Start of DATA TO USE
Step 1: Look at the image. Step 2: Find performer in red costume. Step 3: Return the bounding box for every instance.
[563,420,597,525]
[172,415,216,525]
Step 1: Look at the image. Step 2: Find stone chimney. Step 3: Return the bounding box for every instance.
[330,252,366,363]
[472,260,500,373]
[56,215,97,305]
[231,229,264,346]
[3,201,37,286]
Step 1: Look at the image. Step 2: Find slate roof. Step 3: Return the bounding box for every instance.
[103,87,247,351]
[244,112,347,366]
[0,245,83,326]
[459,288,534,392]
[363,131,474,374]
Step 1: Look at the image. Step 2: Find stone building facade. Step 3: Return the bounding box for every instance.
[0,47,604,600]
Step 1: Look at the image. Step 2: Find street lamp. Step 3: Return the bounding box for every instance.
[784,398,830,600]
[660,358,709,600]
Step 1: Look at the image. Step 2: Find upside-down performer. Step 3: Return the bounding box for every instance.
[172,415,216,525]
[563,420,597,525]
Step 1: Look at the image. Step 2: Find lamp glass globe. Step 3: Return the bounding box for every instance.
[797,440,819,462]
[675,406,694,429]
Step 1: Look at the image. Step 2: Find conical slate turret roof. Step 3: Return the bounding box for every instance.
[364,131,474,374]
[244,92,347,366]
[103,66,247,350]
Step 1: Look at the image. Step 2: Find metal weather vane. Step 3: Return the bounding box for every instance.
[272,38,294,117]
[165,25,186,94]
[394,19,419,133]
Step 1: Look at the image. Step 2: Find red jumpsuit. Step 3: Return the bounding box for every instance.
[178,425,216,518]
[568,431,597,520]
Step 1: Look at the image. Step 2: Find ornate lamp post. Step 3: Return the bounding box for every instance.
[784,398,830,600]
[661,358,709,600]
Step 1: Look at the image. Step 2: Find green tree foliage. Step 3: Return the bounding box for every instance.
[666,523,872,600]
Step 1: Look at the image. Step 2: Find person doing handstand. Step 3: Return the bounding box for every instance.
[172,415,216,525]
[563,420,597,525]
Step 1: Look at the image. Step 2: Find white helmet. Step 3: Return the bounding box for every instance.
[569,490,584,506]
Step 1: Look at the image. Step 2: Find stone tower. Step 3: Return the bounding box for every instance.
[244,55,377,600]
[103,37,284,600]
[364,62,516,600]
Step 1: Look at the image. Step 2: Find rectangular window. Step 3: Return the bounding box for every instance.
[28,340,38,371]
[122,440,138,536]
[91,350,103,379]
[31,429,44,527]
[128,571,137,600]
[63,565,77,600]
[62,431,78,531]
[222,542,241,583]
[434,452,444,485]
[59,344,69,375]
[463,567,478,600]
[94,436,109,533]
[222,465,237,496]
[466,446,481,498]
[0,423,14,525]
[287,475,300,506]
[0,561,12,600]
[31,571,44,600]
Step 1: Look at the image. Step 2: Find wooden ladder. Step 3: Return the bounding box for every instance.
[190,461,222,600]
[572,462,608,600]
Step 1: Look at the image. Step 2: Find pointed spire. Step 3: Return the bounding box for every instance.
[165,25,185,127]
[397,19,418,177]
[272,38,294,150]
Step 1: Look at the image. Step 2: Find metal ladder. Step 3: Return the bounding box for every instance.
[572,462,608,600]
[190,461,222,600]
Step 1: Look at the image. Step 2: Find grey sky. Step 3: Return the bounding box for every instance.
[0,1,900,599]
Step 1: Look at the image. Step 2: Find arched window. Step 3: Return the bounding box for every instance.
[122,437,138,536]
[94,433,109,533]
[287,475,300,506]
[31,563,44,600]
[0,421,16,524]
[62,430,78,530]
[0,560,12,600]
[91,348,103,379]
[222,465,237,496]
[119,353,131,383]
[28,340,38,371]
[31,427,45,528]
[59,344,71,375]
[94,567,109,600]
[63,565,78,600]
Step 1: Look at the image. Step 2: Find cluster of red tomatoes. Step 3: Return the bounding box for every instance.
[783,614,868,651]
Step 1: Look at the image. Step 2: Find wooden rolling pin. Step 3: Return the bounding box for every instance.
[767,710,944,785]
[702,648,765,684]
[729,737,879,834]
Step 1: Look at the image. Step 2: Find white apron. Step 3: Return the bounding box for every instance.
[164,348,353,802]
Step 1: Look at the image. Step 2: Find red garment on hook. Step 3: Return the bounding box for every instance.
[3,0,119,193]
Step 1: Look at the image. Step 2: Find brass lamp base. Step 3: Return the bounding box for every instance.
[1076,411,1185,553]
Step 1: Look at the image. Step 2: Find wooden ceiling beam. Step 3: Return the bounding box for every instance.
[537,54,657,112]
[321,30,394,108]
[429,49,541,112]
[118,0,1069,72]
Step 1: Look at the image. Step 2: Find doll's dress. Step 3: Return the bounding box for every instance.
End of DATA TO USE
Update the lines from the line with "Step 1: Look at the image. Step 2: Find lamp" up to and including the line with "[364,62,516,600]" by replacing "weather vane" with "wind vane", leaving everything else unchanged. Give back only those lines.

SOLUTION TO THIS EXERCISE →
Step 1: Look at the image. Step 2: Find lamp glass globe. Step 3: Return the bounding box for every instance.
[797,440,819,462]
[675,406,694,429]
Step 1: Look at the image. Step 2: Find conical slate turret roof. Step 3: Return the bounding box for every instance.
[364,131,474,374]
[244,92,347,366]
[103,66,247,350]
Step 1: Look at the image. Step 2: Find metal wind vane. Step 3: Return the bounding box for every instance.
[272,38,294,117]
[165,25,186,94]
[394,19,419,133]
Step 1: Look at the image. Step 2: Find red jumpsuit. Step 3: Return the bounding box for every instance.
[178,425,216,518]
[568,431,597,520]
Step 1: Look at the image. Step 2: Find ornate lamp post. Step 3: Return the bounding box for every instance.
[784,398,830,600]
[661,358,709,600]
Step 1: Look at the image. Step 2: Find green tree foliage. Step 3: Return the bounding box for every instance.
[666,523,872,600]
Step 1: Look at the image. Step 2: Find person doing handstand. Step 3: Return the bounding box for every instance.
[172,415,216,525]
[563,420,597,525]
Step 1: Look at the image. Step 2: Find white helmet. Step 3: Return the bounding box for every instance.
[569,490,584,506]
Step 1: Look at the image. Step 2: Find stone tower. Step 3: Return the bounding box for every instance.
[244,55,377,600]
[103,37,284,600]
[364,62,516,600]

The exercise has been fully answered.